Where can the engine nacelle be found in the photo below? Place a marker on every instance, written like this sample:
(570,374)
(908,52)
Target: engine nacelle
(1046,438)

Written exercise: Please express the rows above as a JSON list of strings, one string for each line, leaving out blank lines.

Answer for the task:
[
  "Where can the engine nacelle be found in the photo below? Place a marker on every instance, written like this sample:",
  "(570,374)",
  "(908,52)",
  "Target: engine nacelle",
  "(1046,438)"
]